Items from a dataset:
>>>

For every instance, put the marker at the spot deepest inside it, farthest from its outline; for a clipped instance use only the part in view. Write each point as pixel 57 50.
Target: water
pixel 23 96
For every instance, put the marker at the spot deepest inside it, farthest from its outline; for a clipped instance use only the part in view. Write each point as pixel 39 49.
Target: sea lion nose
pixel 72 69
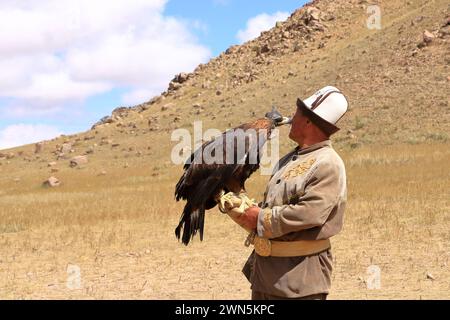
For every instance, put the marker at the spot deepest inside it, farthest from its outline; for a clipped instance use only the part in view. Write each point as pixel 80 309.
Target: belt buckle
pixel 263 246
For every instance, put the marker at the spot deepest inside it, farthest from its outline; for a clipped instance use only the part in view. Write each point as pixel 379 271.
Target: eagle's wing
pixel 223 163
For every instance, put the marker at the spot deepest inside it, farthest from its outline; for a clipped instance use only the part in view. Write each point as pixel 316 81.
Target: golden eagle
pixel 233 157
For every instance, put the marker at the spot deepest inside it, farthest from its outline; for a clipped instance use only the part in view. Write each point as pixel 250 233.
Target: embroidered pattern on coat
pixel 299 169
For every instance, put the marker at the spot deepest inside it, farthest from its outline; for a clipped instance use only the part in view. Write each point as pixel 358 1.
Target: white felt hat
pixel 328 106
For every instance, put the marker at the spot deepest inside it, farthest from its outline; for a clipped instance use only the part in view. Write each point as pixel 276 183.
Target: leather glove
pixel 235 205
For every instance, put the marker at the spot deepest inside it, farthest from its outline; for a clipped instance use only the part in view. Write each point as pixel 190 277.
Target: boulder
pixel 78 160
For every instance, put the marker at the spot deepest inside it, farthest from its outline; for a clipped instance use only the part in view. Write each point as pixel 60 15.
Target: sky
pixel 65 64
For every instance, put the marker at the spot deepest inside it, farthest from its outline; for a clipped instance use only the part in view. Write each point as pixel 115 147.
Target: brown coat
pixel 304 200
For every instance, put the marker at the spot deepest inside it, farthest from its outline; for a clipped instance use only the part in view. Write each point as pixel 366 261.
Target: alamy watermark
pixel 235 146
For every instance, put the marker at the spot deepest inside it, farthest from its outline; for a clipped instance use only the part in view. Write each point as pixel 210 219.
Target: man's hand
pixel 249 219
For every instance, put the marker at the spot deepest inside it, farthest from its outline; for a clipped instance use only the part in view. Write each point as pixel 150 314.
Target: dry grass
pixel 118 229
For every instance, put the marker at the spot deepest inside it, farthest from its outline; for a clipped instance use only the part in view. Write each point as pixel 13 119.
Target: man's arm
pixel 312 209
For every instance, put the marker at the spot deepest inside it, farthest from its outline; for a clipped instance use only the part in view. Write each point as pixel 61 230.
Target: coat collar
pixel 322 144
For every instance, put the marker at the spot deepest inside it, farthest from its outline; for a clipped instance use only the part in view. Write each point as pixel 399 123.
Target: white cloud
pixel 261 22
pixel 54 53
pixel 20 134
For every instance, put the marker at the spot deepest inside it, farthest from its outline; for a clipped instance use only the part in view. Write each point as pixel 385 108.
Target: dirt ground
pixel 119 235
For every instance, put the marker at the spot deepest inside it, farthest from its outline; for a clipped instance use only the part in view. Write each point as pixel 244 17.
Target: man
pixel 303 207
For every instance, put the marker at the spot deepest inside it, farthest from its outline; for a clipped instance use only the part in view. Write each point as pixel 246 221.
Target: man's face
pixel 299 127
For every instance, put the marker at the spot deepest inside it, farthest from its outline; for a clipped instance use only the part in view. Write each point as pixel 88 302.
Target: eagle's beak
pixel 284 120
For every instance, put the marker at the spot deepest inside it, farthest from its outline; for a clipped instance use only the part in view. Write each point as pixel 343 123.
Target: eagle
pixel 220 166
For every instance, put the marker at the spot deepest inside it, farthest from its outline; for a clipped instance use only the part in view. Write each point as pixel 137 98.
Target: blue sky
pixel 63 72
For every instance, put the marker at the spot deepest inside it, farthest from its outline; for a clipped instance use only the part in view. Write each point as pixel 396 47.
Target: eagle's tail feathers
pixel 191 221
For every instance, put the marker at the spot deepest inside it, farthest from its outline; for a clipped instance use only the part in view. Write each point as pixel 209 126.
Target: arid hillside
pixel 112 211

<<<

TASK DIRECTIONS: Render all the items above as a Markdown table with the columns Row and Line, putting each line in its own numbered row and skipping blank lines. Leave the pictures out of the answer.

SOLUTION TO THE PROBLEM:
| Row | Line |
|---|---|
| 1 | For every instance, put the marker at the spot deepest inside it, farthest from its outline; for a clipped instance use only the part in view. Write each point as pixel 57 50. |
| 2 | Target: water |
| 3 | pixel 23 96 |
| 4 | For every instance, put the marker at the spot deepest inside it, farthest from its outline; for a clipped instance use only the part in view. Write each point as pixel 39 49. |
| 5 | Target: sea lion nose |
| 6 | pixel 72 69 |
| 7 | For every instance, put the marker at the spot deepest inside it, farthest from its outline; for a clipped instance use only the part in view. Write each point as pixel 80 309. |
| 8 | Target: belt buckle |
| 9 | pixel 263 246 |
| 10 | For every instance, put the marker at the spot deepest inside it, farthest from its outline; for a clipped instance use only the part in view. Write each point as pixel 379 271. |
| 11 | Target: eagle's wing |
| 12 | pixel 223 163 |
| 13 | For every instance, put the marker at the spot deepest inside it, farthest from its outline; for a clipped instance use only the part in view. Write each point as pixel 316 81. |
| 14 | Target: golden eagle |
| 15 | pixel 233 157 |
| 16 | For every instance, put the marker at the spot deepest inside it, farthest from its outline; for a clipped instance use only the part in view. Write each point as pixel 250 233. |
| 17 | Target: embroidered pattern on coat |
| 18 | pixel 299 169 |
| 19 | For every instance, put the marker at the spot deepest inside it, farthest from its outline; for a clipped instance use only the part in view. Write each point as pixel 358 1. |
| 20 | Target: white felt hat |
| 21 | pixel 328 106 |
| 22 | For every instance, put the marker at the spot deepest inside it, farthest from its outline; for a clipped instance use only the part in view. Write each point as pixel 276 183. |
| 23 | Target: leather glove |
| 24 | pixel 235 205 |
| 25 | For every instance, put the marker at the spot deepest inside it, farthest from its outline; for a clipped instance use only the part in view. Write each point as pixel 190 277. |
| 26 | Target: boulder |
| 27 | pixel 78 160 |
| 28 | For every instance, put the marker at the spot deepest inside it, farthest from its outline; for a clipped instance use only the part in view. Write each point as pixel 60 15. |
| 29 | Target: sky |
| 30 | pixel 65 64 |
| 31 | For every instance, put the marker at the spot deepest inside it, farthest from its outline; for a clipped instance use only the part in view. Write each point as pixel 115 147. |
| 32 | Target: brown coat |
| 33 | pixel 304 200 |
| 34 | For every instance, put the marker at the spot deepest inside it, farthest from its outline; for a clipped instance use only the part in view. Write each point as pixel 366 261. |
| 35 | Target: alamy watermark |
| 36 | pixel 235 146 |
| 37 | For every instance, put the marker at the spot deepest inside it, farthest from its outline; for a clipped instance use only the part in view. Write each point as pixel 210 219. |
| 38 | Target: man's hand |
| 39 | pixel 249 219 |
| 40 | For every instance, put the marker at the spot deepest inside it, farthest from its outline; for a clipped instance use only the part in view. Write each point as pixel 150 314. |
| 41 | Target: dry grass |
| 42 | pixel 118 229 |
| 43 | For every instance, put the marker at the spot deepest inside it, farthest from its outline; for a clipped instance use only the part in view. Write each point as pixel 13 119. |
| 44 | Target: man's arm |
| 45 | pixel 312 209 |
| 46 | For every instance, put the marker at the spot deepest inside it, farthest from its outline; for a clipped instance use only the part in view. Write each point as pixel 61 230. |
| 47 | Target: coat collar |
| 48 | pixel 322 144 |
| 49 | For every instance, put the marker at the spot deepest inside it, farthest from its outline; for a clipped instance use only the part in view. Write each point as pixel 399 123. |
| 50 | Target: white cloud |
| 51 | pixel 261 22 |
| 52 | pixel 54 53 |
| 53 | pixel 20 134 |
| 54 | For every instance, put the marker at the spot deepest inside it, farthest from its outline; for a clipped instance use only the part in view. Write each point as pixel 385 108. |
| 55 | Target: dirt ground |
| 56 | pixel 119 235 |
| 57 | For every instance, put the marker at the spot deepest inside it, farthest from its outline; for a clipped instance use only the part in view. Write each point as pixel 244 17. |
| 58 | Target: man |
| 59 | pixel 303 207 |
| 60 | For every instance, put the marker at the spot deepest inside it, farthest from its outline; for a clipped instance use only the part in view. Write each point as pixel 246 221. |
| 61 | Target: man's face |
| 62 | pixel 299 127 |
| 63 | For every instance, put the marker at the spot deepest inside it, farthest from its outline; for a clipped instance use only the part in view. Write each point as pixel 88 302. |
| 64 | Target: eagle's beak |
| 65 | pixel 284 120 |
| 66 | For every instance, put the marker at the spot deepest inside it, farthest from its outline; for a clipped instance use only the part in view. Write each point as pixel 343 123. |
| 67 | Target: eagle |
| 68 | pixel 220 166 |
| 69 | For every instance, put the marker at the spot deepest inside it, farthest from its outline; for a clipped instance use only the part in view. Write each point as pixel 137 98. |
| 70 | Target: blue sky |
| 71 | pixel 63 72 |
| 72 | For every instance, put the marker at the spot deepest inside it, farthest from its outline; for a clipped instance use only the part in view. Write each point as pixel 396 47. |
| 73 | Target: eagle's tail feathers |
| 74 | pixel 191 221 |
| 75 | For every instance, put the marker at the spot deepest inside it, farthest from its outline; for a clipped instance use only the part in view. Write each point as pixel 209 126. |
| 76 | Target: arid hillside |
| 77 | pixel 112 211 |